*GIVEN PROBLEM:* Render this sentence from the article on High Bandwidth Flash in Spanish: "HBM solved the bandwidth problem for training."

>> begin QUOTED TEXT

Deep Dive · Memory Architecture · May 2026

The Rise of
High Bandwidth Flash

After HBM redefined AI training, the inference era demands a new memory tier — one that scales capacity, not just speed. HBF is that tier. This is the full technical story.

HBF / High Bandwidth Flash ~14 min read Covers silicon · controllers · kernel · makers

01Why the Next Bottleneck Is Inevitable

Every hardware era produces a bottleneck that constrains the era that follows it. In the PC era, CPUs starved for cache. In mobile, power walls constrained clock speeds. In the deep learning era, the GPU's on-die compute ran ahead of the memory bandwidth that could feed it. HBM — High Bandwidth Memory — was the answer to that: DRAM dies stacked vertically, connected through silicon interposers, delivering terabytes-per-second to hungry accelerators.

HBM solved the bandwidth problem for training. But training is only half the story. The other half — inference — has a fundamentally different workload shape. When a model reasons over long contexts, manages multi-turn memory, or runs agentic chains of tasks, it generates enormous quantities of intermediate state: KV caches, conversation histories, chain-of-thought traces, tool outputs. This data isn't small. At 200K token contexts with a 70B-parameter model, the KV cache alone can consume dozens of gigabytes per request.

>> end QUOTED TEXT
>> begin DATA SECTION

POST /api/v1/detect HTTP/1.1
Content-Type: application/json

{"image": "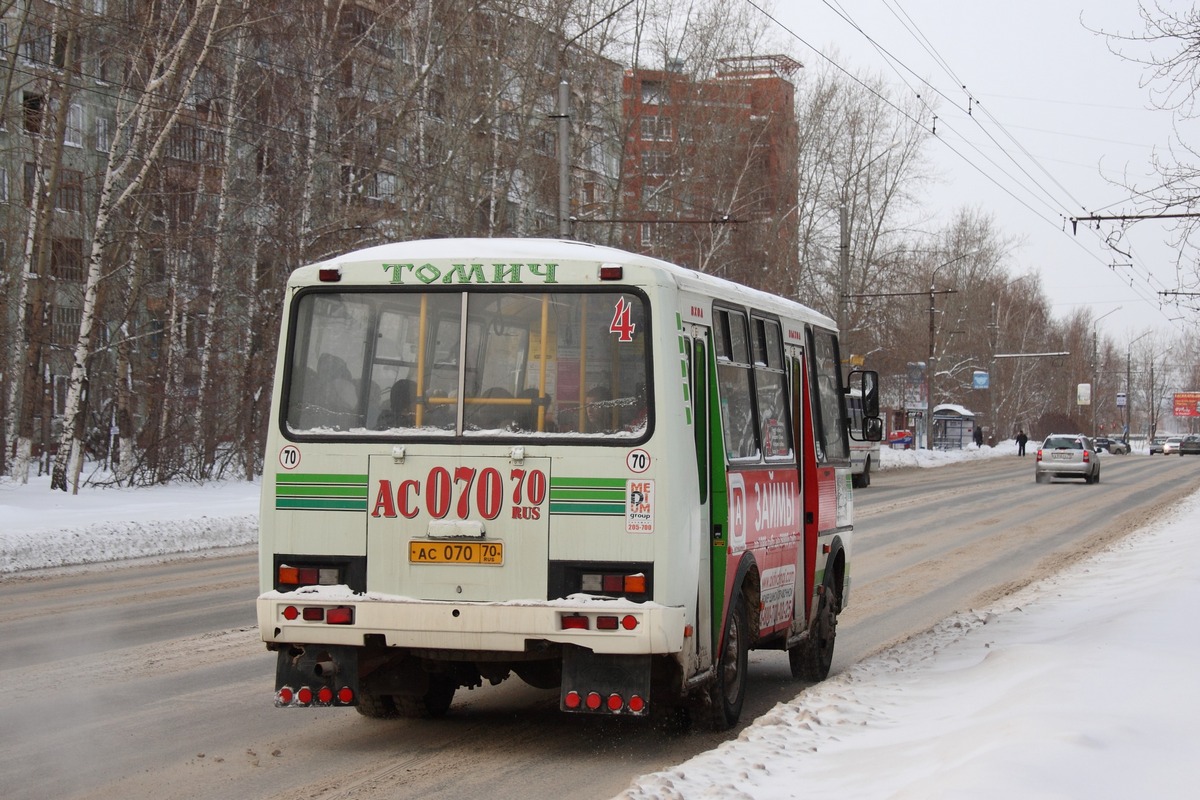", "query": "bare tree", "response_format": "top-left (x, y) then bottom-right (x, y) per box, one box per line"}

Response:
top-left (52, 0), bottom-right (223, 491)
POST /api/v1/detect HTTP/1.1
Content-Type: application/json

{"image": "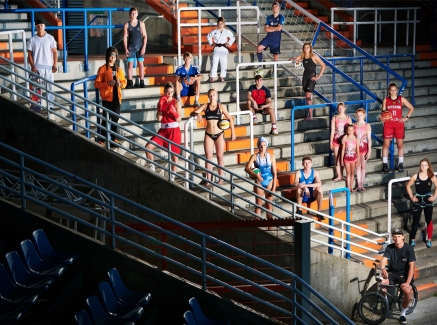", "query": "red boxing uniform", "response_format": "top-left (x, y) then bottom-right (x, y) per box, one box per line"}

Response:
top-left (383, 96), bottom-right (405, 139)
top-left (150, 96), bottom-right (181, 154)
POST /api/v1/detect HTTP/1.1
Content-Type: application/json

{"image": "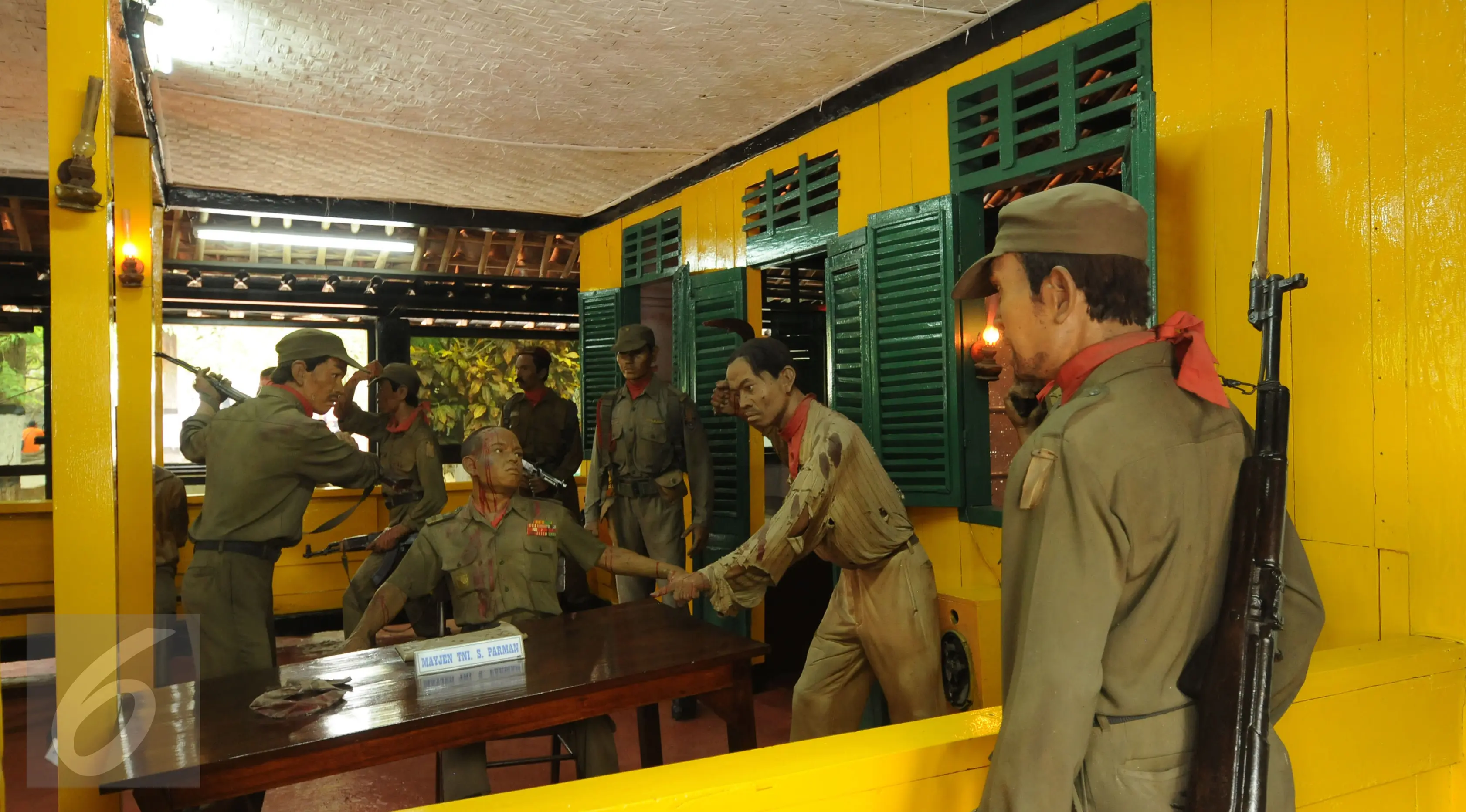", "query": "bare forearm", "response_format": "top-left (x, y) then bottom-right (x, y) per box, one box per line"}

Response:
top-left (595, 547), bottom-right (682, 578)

>> end DATA SECTION

*EXPECTED OUTPUT:* HBM resolvió el problema del ancho de banda para el entrenamiento.